(Entries taken from a collection)
----------

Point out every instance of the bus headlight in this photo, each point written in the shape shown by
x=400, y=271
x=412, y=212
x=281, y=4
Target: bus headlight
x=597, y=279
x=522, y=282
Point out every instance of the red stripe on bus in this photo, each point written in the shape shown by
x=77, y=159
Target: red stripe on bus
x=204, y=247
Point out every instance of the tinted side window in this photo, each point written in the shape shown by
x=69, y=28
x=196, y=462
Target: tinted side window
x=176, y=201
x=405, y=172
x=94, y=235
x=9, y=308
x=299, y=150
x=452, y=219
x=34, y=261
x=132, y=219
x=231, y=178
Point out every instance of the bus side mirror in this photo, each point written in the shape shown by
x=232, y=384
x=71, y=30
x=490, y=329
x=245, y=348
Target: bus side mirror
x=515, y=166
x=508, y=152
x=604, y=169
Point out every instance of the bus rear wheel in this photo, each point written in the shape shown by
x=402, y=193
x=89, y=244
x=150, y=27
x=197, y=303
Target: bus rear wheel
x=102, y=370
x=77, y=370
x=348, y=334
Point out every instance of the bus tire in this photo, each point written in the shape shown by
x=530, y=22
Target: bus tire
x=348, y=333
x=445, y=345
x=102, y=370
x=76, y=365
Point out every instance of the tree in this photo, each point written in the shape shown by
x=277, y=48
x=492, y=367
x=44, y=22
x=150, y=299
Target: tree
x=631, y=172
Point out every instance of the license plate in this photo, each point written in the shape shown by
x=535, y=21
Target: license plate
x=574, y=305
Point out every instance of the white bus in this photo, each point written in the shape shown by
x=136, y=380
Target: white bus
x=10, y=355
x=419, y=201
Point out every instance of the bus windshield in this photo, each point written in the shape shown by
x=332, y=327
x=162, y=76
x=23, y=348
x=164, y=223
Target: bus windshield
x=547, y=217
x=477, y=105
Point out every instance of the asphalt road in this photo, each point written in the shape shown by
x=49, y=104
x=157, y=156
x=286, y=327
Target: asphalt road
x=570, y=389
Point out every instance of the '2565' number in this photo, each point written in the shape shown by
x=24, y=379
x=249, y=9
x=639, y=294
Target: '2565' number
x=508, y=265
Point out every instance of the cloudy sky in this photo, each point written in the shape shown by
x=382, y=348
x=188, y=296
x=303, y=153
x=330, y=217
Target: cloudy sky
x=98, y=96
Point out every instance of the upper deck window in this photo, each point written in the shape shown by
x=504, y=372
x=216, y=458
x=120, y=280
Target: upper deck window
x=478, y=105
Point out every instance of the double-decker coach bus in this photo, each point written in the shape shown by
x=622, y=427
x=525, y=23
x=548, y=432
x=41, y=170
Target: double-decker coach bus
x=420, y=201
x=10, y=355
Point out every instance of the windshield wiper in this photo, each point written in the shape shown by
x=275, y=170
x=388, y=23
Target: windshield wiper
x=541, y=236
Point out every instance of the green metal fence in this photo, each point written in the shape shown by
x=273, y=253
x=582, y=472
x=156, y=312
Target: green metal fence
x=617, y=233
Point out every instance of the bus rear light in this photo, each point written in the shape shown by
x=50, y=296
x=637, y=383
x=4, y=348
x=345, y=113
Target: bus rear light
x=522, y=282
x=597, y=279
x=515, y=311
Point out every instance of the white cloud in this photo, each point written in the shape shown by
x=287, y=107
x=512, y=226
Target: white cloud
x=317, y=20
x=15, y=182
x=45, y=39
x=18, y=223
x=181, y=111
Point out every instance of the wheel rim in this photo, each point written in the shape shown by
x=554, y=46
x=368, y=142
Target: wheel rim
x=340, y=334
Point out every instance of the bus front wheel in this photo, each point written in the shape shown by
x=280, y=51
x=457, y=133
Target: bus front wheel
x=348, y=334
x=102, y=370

----------

## PROBLEM
In the data above, find the line that contains "x=77, y=159" and the line that contains "x=150, y=299". Repeat exactly those lines and every line between them, and only those.

## RESPONSE
x=77, y=159
Target: red stripe on bus
x=204, y=247
Point out every instance of the tinted side window in this photo, each point written in the shape shown by
x=69, y=28
x=196, y=462
Target: tinted side window
x=176, y=201
x=405, y=172
x=94, y=235
x=9, y=308
x=299, y=150
x=452, y=219
x=34, y=261
x=132, y=219
x=231, y=178
Point out every instance of the bus side mirror in this photo, each point written in the shape shown by
x=232, y=384
x=71, y=30
x=490, y=329
x=245, y=348
Target: bus side mirror
x=515, y=166
x=508, y=152
x=604, y=169
Point out every instance of the bus rear wheel in this photo, each point written in the shape shown by
x=402, y=193
x=89, y=244
x=150, y=27
x=197, y=303
Target: bus rear wheel
x=102, y=370
x=77, y=370
x=348, y=334
Point out every instance of the bus tire in this photo, each point written in the shape shown by
x=530, y=22
Target: bus tire
x=348, y=333
x=445, y=345
x=102, y=370
x=76, y=365
Point out every instance of the tree in this photo, each point written in the shape shown by
x=277, y=48
x=492, y=367
x=44, y=22
x=150, y=299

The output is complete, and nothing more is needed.